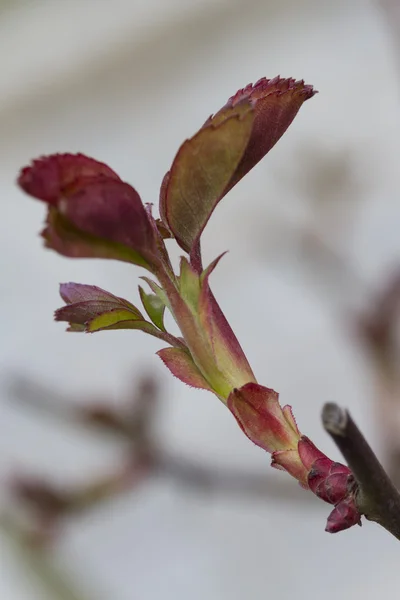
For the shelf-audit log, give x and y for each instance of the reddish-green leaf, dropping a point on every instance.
(154, 307)
(181, 364)
(201, 171)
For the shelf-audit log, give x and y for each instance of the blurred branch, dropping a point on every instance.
(377, 497)
(38, 562)
(50, 505)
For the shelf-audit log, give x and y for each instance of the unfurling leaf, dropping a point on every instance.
(201, 172)
(154, 307)
(90, 308)
(181, 364)
(229, 144)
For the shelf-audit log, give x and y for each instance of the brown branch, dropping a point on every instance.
(377, 497)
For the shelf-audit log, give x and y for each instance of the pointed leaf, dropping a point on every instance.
(229, 144)
(201, 171)
(181, 365)
(86, 302)
(154, 307)
(276, 103)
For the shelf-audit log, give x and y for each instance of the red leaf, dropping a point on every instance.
(50, 177)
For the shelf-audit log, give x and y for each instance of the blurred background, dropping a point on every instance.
(117, 481)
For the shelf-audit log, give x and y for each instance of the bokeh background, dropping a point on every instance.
(313, 237)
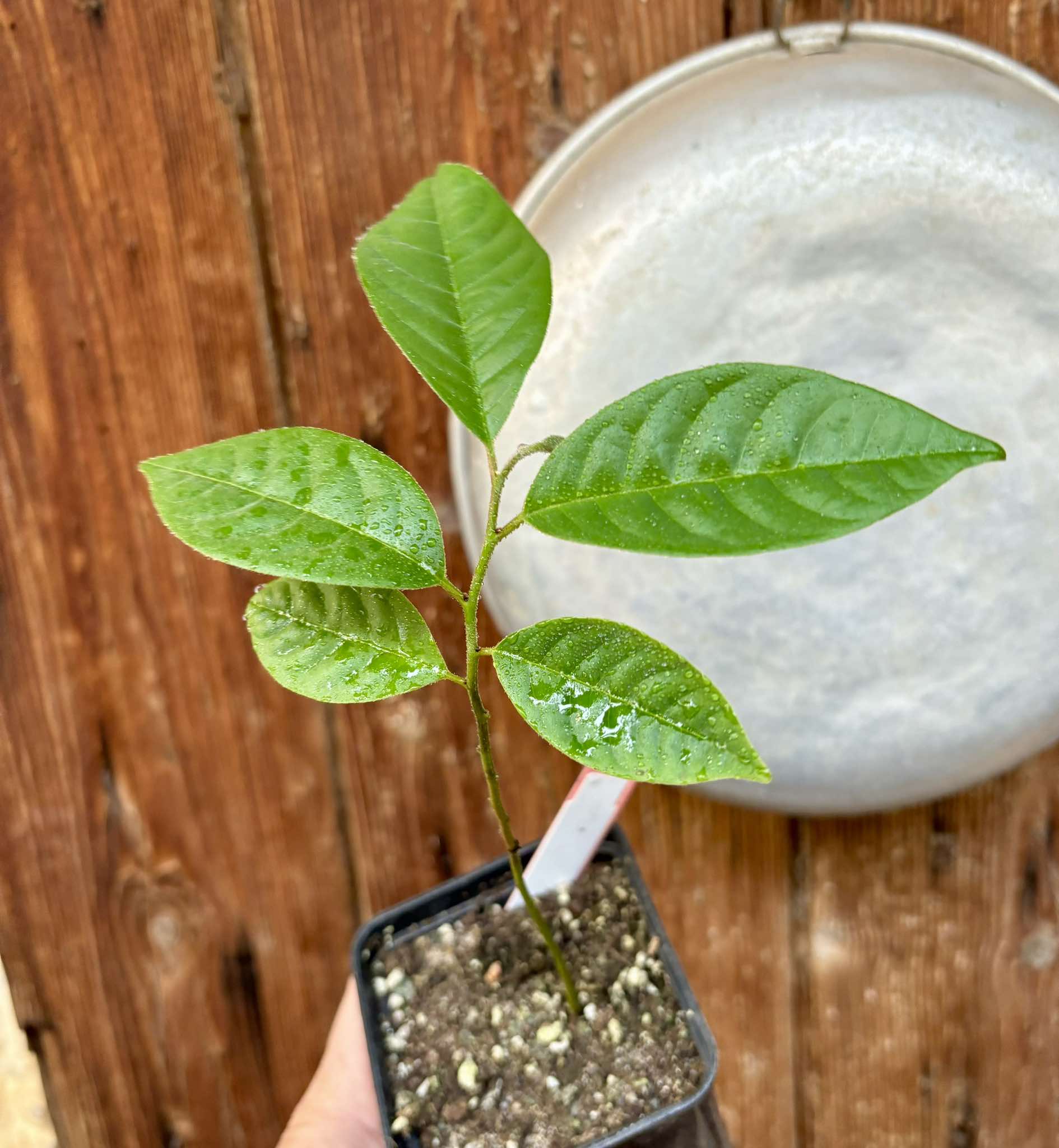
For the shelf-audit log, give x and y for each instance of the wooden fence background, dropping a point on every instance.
(184, 848)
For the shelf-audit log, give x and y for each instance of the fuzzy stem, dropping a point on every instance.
(481, 715)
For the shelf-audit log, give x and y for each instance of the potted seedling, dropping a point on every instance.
(569, 1022)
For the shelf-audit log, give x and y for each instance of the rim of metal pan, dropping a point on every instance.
(802, 39)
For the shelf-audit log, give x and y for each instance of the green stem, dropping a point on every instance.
(481, 714)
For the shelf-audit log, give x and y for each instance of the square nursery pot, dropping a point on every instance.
(691, 1123)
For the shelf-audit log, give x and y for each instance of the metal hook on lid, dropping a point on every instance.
(779, 12)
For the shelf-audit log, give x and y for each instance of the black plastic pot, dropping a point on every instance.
(692, 1123)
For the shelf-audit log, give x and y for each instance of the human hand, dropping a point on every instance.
(339, 1107)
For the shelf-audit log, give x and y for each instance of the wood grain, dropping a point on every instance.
(184, 848)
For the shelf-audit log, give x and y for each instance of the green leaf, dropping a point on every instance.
(742, 459)
(303, 502)
(336, 643)
(463, 289)
(615, 700)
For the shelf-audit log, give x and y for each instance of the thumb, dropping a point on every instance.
(339, 1108)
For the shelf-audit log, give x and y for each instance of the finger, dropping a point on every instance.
(339, 1108)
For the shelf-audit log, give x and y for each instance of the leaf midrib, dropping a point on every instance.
(476, 390)
(722, 479)
(276, 612)
(294, 507)
(611, 697)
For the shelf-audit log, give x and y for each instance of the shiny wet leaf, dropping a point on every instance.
(342, 644)
(302, 502)
(463, 289)
(742, 459)
(615, 700)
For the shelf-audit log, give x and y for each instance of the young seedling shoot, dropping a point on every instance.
(731, 460)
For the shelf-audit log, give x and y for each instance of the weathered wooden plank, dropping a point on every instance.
(174, 894)
(927, 1008)
(180, 186)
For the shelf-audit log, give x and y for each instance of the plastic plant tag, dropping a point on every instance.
(572, 841)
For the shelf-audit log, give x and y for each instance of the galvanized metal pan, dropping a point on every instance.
(887, 210)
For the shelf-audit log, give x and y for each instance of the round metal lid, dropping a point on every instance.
(888, 212)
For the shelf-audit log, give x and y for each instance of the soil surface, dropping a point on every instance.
(481, 1049)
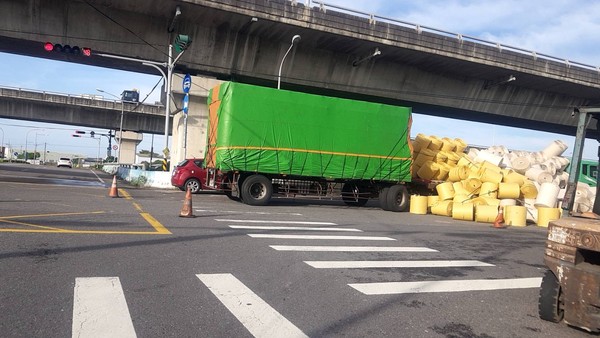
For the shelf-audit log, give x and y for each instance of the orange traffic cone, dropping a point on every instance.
(499, 221)
(114, 192)
(186, 209)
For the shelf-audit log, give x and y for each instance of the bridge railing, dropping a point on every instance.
(323, 6)
(96, 101)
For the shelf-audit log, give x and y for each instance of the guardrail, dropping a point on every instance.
(373, 18)
(95, 101)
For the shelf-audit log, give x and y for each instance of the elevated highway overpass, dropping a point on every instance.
(70, 109)
(436, 72)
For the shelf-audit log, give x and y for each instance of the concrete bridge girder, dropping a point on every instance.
(436, 75)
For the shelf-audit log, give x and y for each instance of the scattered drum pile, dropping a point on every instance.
(528, 186)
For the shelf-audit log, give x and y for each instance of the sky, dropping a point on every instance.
(566, 29)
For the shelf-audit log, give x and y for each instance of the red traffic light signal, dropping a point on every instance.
(75, 50)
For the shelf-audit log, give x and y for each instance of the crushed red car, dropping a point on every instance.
(190, 173)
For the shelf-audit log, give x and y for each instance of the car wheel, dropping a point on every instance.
(550, 304)
(193, 184)
(256, 190)
(397, 198)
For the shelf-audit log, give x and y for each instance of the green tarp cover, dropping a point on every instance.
(272, 131)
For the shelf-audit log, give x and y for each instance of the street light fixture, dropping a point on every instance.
(121, 124)
(294, 39)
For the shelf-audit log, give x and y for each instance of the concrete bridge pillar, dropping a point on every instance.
(194, 144)
(129, 145)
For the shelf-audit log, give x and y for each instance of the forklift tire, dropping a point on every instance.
(256, 190)
(550, 305)
(397, 198)
(383, 198)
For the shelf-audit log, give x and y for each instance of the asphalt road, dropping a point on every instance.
(75, 262)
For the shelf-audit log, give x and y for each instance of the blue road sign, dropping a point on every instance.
(187, 83)
(186, 102)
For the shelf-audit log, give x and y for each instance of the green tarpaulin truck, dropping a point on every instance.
(263, 141)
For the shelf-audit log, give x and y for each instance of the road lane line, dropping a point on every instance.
(356, 238)
(393, 264)
(270, 227)
(252, 311)
(352, 248)
(100, 309)
(247, 212)
(273, 222)
(161, 229)
(446, 286)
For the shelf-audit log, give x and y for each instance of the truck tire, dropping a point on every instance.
(256, 190)
(351, 195)
(383, 198)
(550, 305)
(397, 198)
(194, 185)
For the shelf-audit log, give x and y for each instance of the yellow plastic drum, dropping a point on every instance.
(528, 189)
(486, 213)
(515, 215)
(445, 191)
(508, 190)
(442, 208)
(462, 211)
(418, 205)
(489, 189)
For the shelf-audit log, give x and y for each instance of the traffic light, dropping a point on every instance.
(182, 42)
(75, 50)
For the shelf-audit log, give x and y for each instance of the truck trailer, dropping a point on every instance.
(263, 142)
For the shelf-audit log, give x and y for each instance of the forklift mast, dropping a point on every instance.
(584, 114)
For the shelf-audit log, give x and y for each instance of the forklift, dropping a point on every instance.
(570, 289)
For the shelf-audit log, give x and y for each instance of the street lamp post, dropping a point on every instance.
(121, 124)
(26, 138)
(294, 39)
(2, 144)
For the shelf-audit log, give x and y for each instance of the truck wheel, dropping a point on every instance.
(351, 195)
(550, 305)
(383, 198)
(397, 198)
(256, 190)
(226, 187)
(193, 184)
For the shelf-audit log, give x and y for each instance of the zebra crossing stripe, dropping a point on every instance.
(351, 248)
(446, 286)
(252, 311)
(100, 309)
(393, 264)
(267, 227)
(273, 222)
(356, 238)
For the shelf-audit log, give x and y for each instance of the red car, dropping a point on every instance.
(189, 174)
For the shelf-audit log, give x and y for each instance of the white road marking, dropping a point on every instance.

-=-=-=-=-

◆ WRITTEN REQUEST ◆
Write out the full listing verbatim, excluding its pictures.

◆ SOLUTION ◆
For the shelf-audit log, give x and y for each instance of the reddish-green leaf, dropping a point on every instance.
(154, 307)
(181, 364)
(201, 171)
For the shelf-audit log, give x and y for each instance of the blurred branch, dropping a point on every instance.
(377, 497)
(38, 562)
(50, 505)
For the shelf-audit log, give x and y for each instance of the unfurling leaf, dropping a point on every instance.
(201, 172)
(154, 307)
(90, 308)
(181, 364)
(229, 144)
For the shelf-audit log, give x and y for each instance of the brown branch, dropping a point on every instance.
(377, 497)
For the shelf-audit log, give x and y for each instance of the pointed leaf, dropping a point on every instance.
(229, 144)
(201, 171)
(181, 365)
(86, 302)
(154, 307)
(276, 103)
For the shelf-audit log, give x and y for each instance of the red leaf, dropping a point on every instance.
(50, 177)
For the shelf-audit log, give x and y for each instance of the blurred background, dropping a point on every instance.
(117, 481)
For the shelf-audit log, give x and y for each instance of the bokeh background, dropping a point on every instance.
(313, 237)
For the shelf-audit log, give x and y for each instance of the wooden fence background, dropping a point on every instance.
(184, 848)
For the shelf-audit log, give x and y for each instance of the fuzzy stem, dropping a point on every instance.
(481, 715)
For the shelf-audit log, give x and y for each instance of the potted seedling, dropping a point on every instance.
(569, 1022)
For the shelf-audit log, give x and y for each instance of the rim of metal pan, dropping a point on every instance.
(802, 39)
For the shelf-audit log, give x and y for each instance of the green stem, dropping a point on every instance.
(481, 714)
For the shelf-audit log, give x and y for each instance of the square nursery pot, dropping a point on every instance.
(691, 1123)
For the shelf-audit log, give x and y for each instance of the metal hook on lid, dropping a point on every instance.
(779, 12)
For the shelf-audit log, give x and y for each instance of the black plastic pot, dropping a point on every instance.
(692, 1123)
For the shelf-audit log, give x and y for each instance of the human hand, dropping a point on every instance.
(339, 1107)
For the shelf-audit log, give x and y for each instance of the wood grain, dropping a point on every instance.
(184, 848)
For the shelf-audit log, give x and y for each instance of the green leaf, dropping a point on every instance.
(742, 459)
(303, 502)
(336, 643)
(463, 289)
(615, 700)
For the shelf-audit log, give x and y for each instance of the thumb, dropping a point on every instance.
(339, 1108)
For the shelf-audit log, give x and y for each instance of the finger, dropping a point on every instance.
(339, 1108)
For the shelf-audit log, give x and y for each instance of the leaf midrib, dropping a point on every instance.
(476, 390)
(722, 479)
(276, 612)
(294, 507)
(611, 697)
For the shelf-audit log, give x and y for each instance of the shiny wet leaf, dropping a point on every instance.
(342, 644)
(302, 502)
(463, 289)
(742, 459)
(615, 700)
For the shelf-audit log, give x and y for each instance of the young seedling shoot, dropping a point on every instance.
(731, 460)
For the shelf-audit log, give x and y for each instance of the weathered wooden plank, dropping a point on every instance.
(174, 894)
(927, 1008)
(180, 186)
For the shelf-audit log, give x and y for each instance of the plastic plant tag, dropping a point on every instance.
(572, 841)
For the shelf-audit log, give x and y for each instance of the galvanized metal pan, dropping a point on every instance.
(887, 210)
For the shelf-audit log, give x and y for each instance of the round metal lid, dropping a point on every instance.
(888, 212)
For the shelf-audit log, give x and y for each instance of the soil surface, dropping a point on every instance.
(481, 1049)
For the shelf-audit log, give x and y for each instance of the orange traffic cone, dropping a point on every instance.
(499, 221)
(114, 192)
(186, 209)
For the shelf-audit log, give x and y for each instance of the bridge railing, dropping a point on every instance.
(323, 6)
(96, 101)
For the shelf-audit log, give x and y for each instance of the guardrail, dropping a point on every instance.
(373, 18)
(95, 101)
For the shelf-audit log, give x and y for each instance of the elevated highway overpass, dropping a point on every instance.
(70, 109)
(436, 72)
For the shelf-audit log, give x and y for each instance of the concrete bridge girder, dropping a point on every instance.
(436, 75)
For the shelf-audit log, give x and y for each instance of the scattered drum pile, dropping a point on every instance.
(528, 186)
For the shelf-audit log, give x and y for each instance of the sky, dropping a point on every instance.
(566, 29)
For the shelf-audit log, give x and y for each instance of the red traffic light signal, dropping a point on every instance.
(75, 50)
For the shelf-audit log, give x and y for each instance of the crushed red car, dropping a point on every instance.
(190, 173)
For the shelf-audit log, give x and y for each instance of the car wheel, dropping a point on every instance.
(550, 304)
(193, 184)
(256, 190)
(397, 198)
For the shelf-audit log, give x and y for each instance of the green tarp cover, dropping a point on every instance.
(272, 131)
For the shelf-audit log, give x and y for each instance of the street light fixture, dropping a point on every instance.
(121, 124)
(294, 39)
For the shelf-audit log, give x and y for each instance of the concrete bridge pillar, dropping a point on every instance.
(194, 144)
(129, 145)
For the shelf-audit log, give x and y for each instance of the forklift tire, dropping a point on every instance.
(256, 190)
(550, 305)
(397, 198)
(383, 198)
For the shelf-audit log, give x and y for each instance of the asphalt road, dropping a point on every instance.
(75, 262)
For the shelf-audit log, give x and y for each instance of the blue road sign, dropping a point on every instance.
(187, 83)
(186, 102)
For the shelf-audit log, give x and y for each instance of the green tarpaulin truck, dropping a point on every instance.
(263, 141)
For the shelf-audit log, give x and y for each instance of the road lane line, dropping a point on every instance.
(356, 238)
(393, 264)
(270, 227)
(252, 311)
(352, 248)
(100, 309)
(247, 212)
(273, 222)
(161, 229)
(446, 286)
For the shelf-audit log, give x and y for each instance of the truck tire, dropping a point on every instance.
(256, 190)
(351, 195)
(383, 198)
(550, 305)
(397, 198)
(194, 185)
For the shelf-audit log, give x and y for each instance of the yellow plastic drum, dropping a point on every instance.
(528, 189)
(486, 213)
(515, 215)
(445, 191)
(508, 190)
(442, 208)
(462, 211)
(418, 205)
(489, 189)
For the shelf-audit log, give x and y for each instance of the traffic light, dropping a point on every instance.
(182, 42)
(75, 50)
For the shelf-audit log, give x and y for each instance of the truck trailer, dropping a point on every instance.
(263, 142)
For the shelf-audit log, give x and y for each instance of the forklift mast, dropping a point on every instance.
(584, 114)
For the shelf-audit log, give x and y for each instance of the forklift, dropping a point on every instance.
(570, 289)
For the shelf-audit log, give x and y for each instance of the street lamp post, dropping a point on every instance.
(121, 124)
(26, 138)
(294, 39)
(2, 144)
For the shelf-audit log, give x and y for each instance of the truck wheel, dropping a point on every instance.
(351, 195)
(550, 305)
(383, 198)
(397, 198)
(256, 190)
(226, 187)
(193, 184)
For the shelf-audit log, give x and y for each instance of the zebra crossing stripe, dropping a point on every instance.
(351, 248)
(446, 286)
(252, 311)
(100, 309)
(393, 264)
(267, 227)
(273, 222)
(356, 238)
For the shelf-audit log, give x and y for each instance of the red car, dropping a point on every instance.
(189, 174)
For the shelf-audit log, give x and y for each instance of the white road marking, dropping a point on every instance.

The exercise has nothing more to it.